- ページ抜粋:
■ ■ ■

この映画は、1969年に公開された「勇気ある追跡」という西部劇映画のリメイクで、その映画にはジョン・ウェインが主演していたと見る直前に知り、彼が念願のオスカーを受賞した作品であったと見た後に知りました。作品名の"トゥルーグリット”という意味が最初わかりませんでしたが、上映中のセリフの中で“真の勇気”と訳されていて、なるほどと思い、それを「勇気ある追跡」とうまい具合に訳した昔の映画のタイトルにセンスを感じました。
父親を殺され復讐を誓った14才の少女が、大酒のみだが、真の勇気を持つアイパッチをした連邦保安官を雇い、のちにテキサスレンジャーも加わり、壮絶な犯人追跡劇を繰り広げるというのがストーリーです。
私はこの映画から“仇討ち"というものを考えてみました。日本では、江戸時代は武士階級では慣習として公認されていて、禁止されたのは明治に入ってからだそうですが、今の世の中でも、殺人事件が起きた時、被害者の親族にマスコミがインタビューをすると、きまって「犯人に極刑を望む」といいます。その復讐という考え方は、表面的には人間の社会からなくなっていますが、人間の心情からは決してなくなるものではなく、古今東西の映画や芝居のテーマになっていることも多いことから、人間の永遠のテーマといえるでしょう。

■ ■ ■

コレクションの記録
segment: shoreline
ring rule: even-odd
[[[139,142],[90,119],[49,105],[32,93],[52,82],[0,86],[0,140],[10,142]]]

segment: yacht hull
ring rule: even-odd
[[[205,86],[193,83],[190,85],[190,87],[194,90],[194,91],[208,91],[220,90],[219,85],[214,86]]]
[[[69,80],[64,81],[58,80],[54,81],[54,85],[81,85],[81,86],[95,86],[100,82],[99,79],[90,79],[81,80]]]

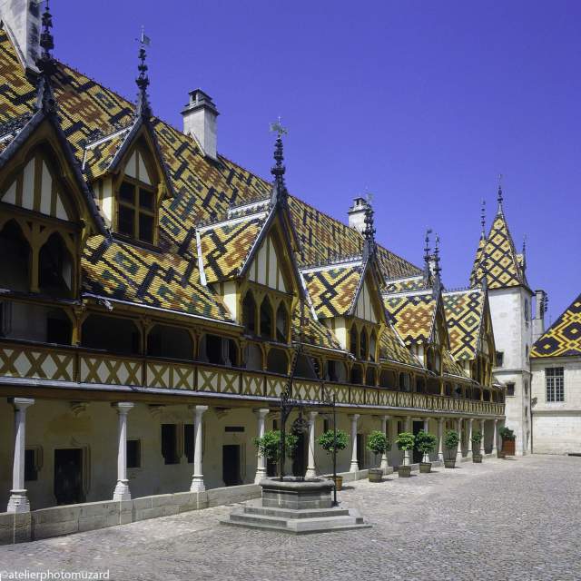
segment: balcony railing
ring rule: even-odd
[[[276,400],[287,378],[267,372],[228,369],[203,363],[153,358],[114,356],[78,348],[30,345],[0,340],[0,378],[51,382],[129,386],[155,389],[219,393]],[[295,379],[292,397],[320,401],[320,381]],[[503,416],[505,406],[426,393],[394,391],[386,388],[325,382],[325,395],[339,404],[397,408],[455,414]]]

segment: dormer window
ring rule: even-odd
[[[119,233],[153,244],[154,225],[153,187],[125,176],[119,187]]]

■ ■ ■

- 課題一覧:
A – 『トゥルーグリット』の感想文によると、上映中のセリフで「トゥルーグリット」はどのように訳されていましたか。
B – 『トゥルーグリット』の感想文のうち、「この映画は、1969年に公開」を含む語句で始まり「イトルにセンスを感じました。」で終わる部分を、「オスカー」を「アカデミー賞」に置き換えて書き直してください。
C – 『トゥルーグリット』の感想文の最後の文に続けて、文章を書き足してください。

- 解答:
A – 「真の勇気」と訳されていました。

B –
この映画は、1969年に公開された「勇気ある追跡」という西部劇映画のリメイクで、その映画にはジョン・ウェインが主演していたと見る直前に知り、彼が念願のアカデミー賞を受賞した作品であったと見た後に知りました。作品名の"トゥルーグリット”という意味が最初わかりませんでしたが、上映中のセリフの中で“真の勇気”と訳されていて、なるほどと思い、それを「勇気ある追跡」とうまい具合に訳した昔の映画のタイトルにセンスを感じました。

C –
コーエン兄弟の映画を見るのは「ファーゴ」「ノーカントリー」に続いて3作目ですが、前2作は理由もない殺人に次ぐ殺人で、最後はため息をついて終わるという状態でしたが、今回の映画は、殺人に対する動機づけはあるし、ラストは意外な展開で、私にとっては、女性というものを考えさせる、心に残るシーンでした。コーエン兄弟もマルくなったということでしょうか。